▶ **SOURCE**

This IOCTL mainly do two things:

(1) set the VCPU struct's vsesr_el2 to pass the virtual SError's syndrome value 
that Qemu specified.
(2) enable virtual SError

 +int kvm_vcpu_ioctl_sei(struct kvm_vcpu *vcpu, u64 *syndrome)
 +{
 +      u64 reg = *syndrome;
 +
 +      if (cpus_have_const_cap(ARM64_HAS_RAS_EXTN) && reg)
 +              /* set vsesr_el2[24:0] with value that user space specified */
 +              kvm_vcpu_set_vsesr(vcpu, reg & VSESR_ELx_IDS_ISS_MASK);

 +
 +      /* inject virtual system Error or asynchronous abort */
 +      kvm_inject_vabt(vcpu);
 +
 +      return 0;
 +}

> 
>>  5. The kvm_run structure
>>  ------------------------
>>  
>> diff --git a/arch/arm/include/asm/kvm_host.h 
>> b/arch/arm/include/asm/kvm_host.h
>> index 31ee468..566292a 100644
>> --- a/arch/arm/include/asm/kvm_host.h
>> +++ b/arch/arm/include/asm/kvm_host.h
>> @@ -244,6 +244,7 @@ int kvm_arm_coproc_set_reg(struct kvm_vcpu *vcpu, const 
>> struct kvm_one_reg *);
>>  
>>  int handle_exit(struct kvm_vcpu *vcpu, struct kvm_run *run,
>>              int exception_index);
>> +int kvm_vcpu_ioctl_sei(struct kvm_vcpu *vcpu, u64 *syndrome);
>>  
>>  static inline void __cpu_init_hyp_mode(phys_addr_t pgd_ptr,
>>                                     unsigned long hyp_stack_ptr,
>> diff --git a/arch/arm/kvm/arm.c b/arch/arm/kvm/arm.c
>> index 96dba7c..583294f 100644
>> --- a/arch/arm/kvm/arm.c
>> +++ b/arch/arm/kvm/arm.c
>> @@ -987,6 +987,13 @@ long kvm_arch_vcpu_ioctl(struct file *filp,
>>                      return -EFAULT;
>>              return kvm_arm_vcpu_has_attr(vcpu, &attr);
>>      }
>> +    case KVM_ARM_SEI: {
>> +            u64 syndrome;
>> +
>> +            if (copy_from_user(&syndrome, argp, sizeof(syndrome)))

▶ **DATA SEGMENT**
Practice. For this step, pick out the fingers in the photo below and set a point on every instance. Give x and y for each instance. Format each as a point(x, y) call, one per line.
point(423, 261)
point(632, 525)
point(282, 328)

▶ **TO DO**
(A) Answer these questions about the patch excerpt, one answer per line, marked the same way:
(i) What two things does the IOCTL do?
(ii) Which function call injects the virtual system error or asynchronous abort?
(iii) Which case label does the diff to arch/arm/kvm/arm.c add?
(B) Decide whether each statement agrees with the patch excerpt. Answer yes or no for each, and quote the words of the excerpt that settle it.
(i) vsesr_el2 is set only when the CPU has the ARM64_HAS_RAS_EXTN capability and reg is nonzero.
(ii) The diff to kvm_host.h adds a declaration of kvm_vcpu_ioctl_sei.
(iii) The guest kernel specifies the syndrome value.
(C) Please write out the patch excerpt from "(2) enable virtual" up to and including "(cpus_have_const_cap(ARM64_HAS_RAS_EXTN) && reg)", without changing anything.

▶ **RESULTS OF THE EXERCISE**
(A)
(i) It sets the VCPU struct's vsesr_el2 to pass the virtual SError's syndrome value that Qemu specified, and it enables virtual SError.
(ii) kvm_inject_vabt(vcpu);
(iii) KVM_ARM_SEI

(B)
(i) Yes: "if (cpus_have_const_cap(ARM64_HAS_RAS_EXTN) && reg)"
(ii) Yes: "+int kvm_vcpu_ioctl_sei(struct kvm_vcpu *vcpu, u64 *syndrome);"
(iii) No: "that Qemu specified."

(C)
(2) enable virtual SError

 +int kvm_vcpu_ioctl_sei(struct kvm_vcpu *vcpu, u64 *syndrome)
 +{
 +      u64 reg = *syndrome;
 +
 +      if (cpus_have_const_cap(ARM64_HAS_RAS_EXTN) && reg)